AIM OF THE EXERCISE:
Each line of the data below from the one holding "Target: concrete bridge" to the one holding "Target: riverside walkway", inclusive, is to be reproduced exactly; no other line belongs in the answer.

DATA EXTRACTS:

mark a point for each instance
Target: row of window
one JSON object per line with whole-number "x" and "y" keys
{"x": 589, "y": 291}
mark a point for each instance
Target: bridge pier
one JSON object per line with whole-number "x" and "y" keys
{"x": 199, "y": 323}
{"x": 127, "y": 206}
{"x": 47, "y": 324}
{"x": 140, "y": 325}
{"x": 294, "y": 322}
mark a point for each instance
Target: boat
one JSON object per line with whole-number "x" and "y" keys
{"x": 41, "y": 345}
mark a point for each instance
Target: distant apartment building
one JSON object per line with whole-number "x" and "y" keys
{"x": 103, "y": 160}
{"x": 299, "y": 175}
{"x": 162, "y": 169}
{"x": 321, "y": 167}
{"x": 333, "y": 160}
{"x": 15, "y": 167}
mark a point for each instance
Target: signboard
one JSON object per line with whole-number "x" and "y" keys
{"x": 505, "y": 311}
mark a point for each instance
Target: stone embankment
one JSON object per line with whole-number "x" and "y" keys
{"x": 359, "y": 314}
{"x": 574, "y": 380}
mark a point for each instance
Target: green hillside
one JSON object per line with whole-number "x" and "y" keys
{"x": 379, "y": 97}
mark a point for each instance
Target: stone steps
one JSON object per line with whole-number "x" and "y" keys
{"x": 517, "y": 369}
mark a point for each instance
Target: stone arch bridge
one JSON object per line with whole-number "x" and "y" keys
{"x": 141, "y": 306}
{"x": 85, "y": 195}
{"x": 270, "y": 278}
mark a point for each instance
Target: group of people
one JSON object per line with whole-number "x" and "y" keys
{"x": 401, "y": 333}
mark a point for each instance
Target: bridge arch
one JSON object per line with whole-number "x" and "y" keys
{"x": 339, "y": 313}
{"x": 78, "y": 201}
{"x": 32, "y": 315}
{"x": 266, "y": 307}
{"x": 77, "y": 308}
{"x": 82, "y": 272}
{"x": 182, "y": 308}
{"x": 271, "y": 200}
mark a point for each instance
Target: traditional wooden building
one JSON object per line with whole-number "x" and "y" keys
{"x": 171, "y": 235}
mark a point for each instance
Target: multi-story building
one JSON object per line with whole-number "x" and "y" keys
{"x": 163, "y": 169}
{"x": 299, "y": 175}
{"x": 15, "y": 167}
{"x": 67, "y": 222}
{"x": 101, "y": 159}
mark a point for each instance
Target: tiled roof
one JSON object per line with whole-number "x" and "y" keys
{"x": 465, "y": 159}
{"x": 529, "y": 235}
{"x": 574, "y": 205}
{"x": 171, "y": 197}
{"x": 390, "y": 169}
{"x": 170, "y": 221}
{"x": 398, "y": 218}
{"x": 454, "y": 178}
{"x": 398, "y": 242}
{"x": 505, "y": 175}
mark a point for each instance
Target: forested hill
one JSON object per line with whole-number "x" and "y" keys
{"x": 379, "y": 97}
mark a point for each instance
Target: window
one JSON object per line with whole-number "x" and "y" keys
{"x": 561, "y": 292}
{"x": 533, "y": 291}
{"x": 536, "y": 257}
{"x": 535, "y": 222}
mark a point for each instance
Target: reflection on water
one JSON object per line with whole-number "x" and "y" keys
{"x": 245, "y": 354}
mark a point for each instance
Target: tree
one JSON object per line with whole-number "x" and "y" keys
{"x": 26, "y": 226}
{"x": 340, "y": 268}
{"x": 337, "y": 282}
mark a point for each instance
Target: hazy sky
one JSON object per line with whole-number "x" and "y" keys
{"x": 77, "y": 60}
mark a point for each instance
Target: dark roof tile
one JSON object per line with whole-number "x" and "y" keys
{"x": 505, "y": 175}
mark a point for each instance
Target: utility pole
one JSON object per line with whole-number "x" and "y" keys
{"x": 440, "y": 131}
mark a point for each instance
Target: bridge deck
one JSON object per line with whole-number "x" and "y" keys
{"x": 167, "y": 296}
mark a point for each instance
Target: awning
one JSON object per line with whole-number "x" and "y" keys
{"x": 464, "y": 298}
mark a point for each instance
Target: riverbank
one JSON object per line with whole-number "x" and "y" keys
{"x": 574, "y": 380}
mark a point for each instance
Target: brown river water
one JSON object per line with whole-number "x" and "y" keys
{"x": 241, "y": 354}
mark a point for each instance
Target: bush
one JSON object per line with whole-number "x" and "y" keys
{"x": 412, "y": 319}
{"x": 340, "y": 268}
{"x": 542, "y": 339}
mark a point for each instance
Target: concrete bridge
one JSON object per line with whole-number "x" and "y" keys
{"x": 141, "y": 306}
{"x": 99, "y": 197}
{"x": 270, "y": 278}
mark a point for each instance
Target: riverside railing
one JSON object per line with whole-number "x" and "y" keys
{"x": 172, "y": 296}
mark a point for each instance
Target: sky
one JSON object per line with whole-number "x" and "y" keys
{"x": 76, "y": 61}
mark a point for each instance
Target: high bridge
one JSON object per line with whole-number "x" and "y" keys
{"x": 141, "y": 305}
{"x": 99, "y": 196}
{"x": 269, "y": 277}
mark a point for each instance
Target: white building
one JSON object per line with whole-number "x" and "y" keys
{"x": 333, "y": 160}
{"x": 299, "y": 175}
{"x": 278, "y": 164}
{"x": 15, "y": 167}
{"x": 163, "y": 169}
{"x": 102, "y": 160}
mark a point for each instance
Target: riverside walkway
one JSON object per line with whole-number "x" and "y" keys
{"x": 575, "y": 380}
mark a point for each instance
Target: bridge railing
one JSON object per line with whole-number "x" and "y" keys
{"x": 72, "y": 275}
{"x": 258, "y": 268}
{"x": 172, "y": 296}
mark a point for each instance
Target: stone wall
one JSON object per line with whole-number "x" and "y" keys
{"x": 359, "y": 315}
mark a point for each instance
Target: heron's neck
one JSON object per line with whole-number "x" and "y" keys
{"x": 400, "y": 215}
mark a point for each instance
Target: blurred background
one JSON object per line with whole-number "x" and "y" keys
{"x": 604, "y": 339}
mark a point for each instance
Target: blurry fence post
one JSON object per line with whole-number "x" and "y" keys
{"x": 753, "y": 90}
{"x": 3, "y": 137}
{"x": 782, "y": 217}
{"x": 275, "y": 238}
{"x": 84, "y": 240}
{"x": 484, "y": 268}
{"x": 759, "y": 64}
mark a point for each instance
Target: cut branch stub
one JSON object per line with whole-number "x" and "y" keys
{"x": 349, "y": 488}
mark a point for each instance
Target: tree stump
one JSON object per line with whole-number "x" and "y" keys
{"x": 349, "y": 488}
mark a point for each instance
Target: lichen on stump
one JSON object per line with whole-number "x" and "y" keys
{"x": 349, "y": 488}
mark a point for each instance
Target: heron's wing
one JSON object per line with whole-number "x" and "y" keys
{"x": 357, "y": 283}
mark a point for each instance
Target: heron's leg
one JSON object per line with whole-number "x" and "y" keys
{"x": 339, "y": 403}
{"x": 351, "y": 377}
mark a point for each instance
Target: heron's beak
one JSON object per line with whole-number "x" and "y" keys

ANSWER AREA:
Target: concrete bridge
one JSON object per line with whole-number "x" and "y" keys
{"x": 141, "y": 306}
{"x": 99, "y": 197}
{"x": 270, "y": 278}
mark a point for each instance
Target: riverside railing
one JSON object per line with whole-number "x" and "y" keys
{"x": 172, "y": 296}
mark a point for each instance
Target: sky
one JSON object per line with whole-number "x" and "y" keys
{"x": 76, "y": 61}
mark a point for each instance
Target: high bridge
one JSON object per line with whole-number "x" and "y" keys
{"x": 141, "y": 305}
{"x": 99, "y": 196}
{"x": 269, "y": 277}
mark a point for each instance
Target: white building
one JSON object per line with whole-number "x" and "y" keys
{"x": 333, "y": 160}
{"x": 299, "y": 175}
{"x": 278, "y": 164}
{"x": 15, "y": 167}
{"x": 163, "y": 169}
{"x": 102, "y": 160}
mark a point for each instance
Target: riverside walkway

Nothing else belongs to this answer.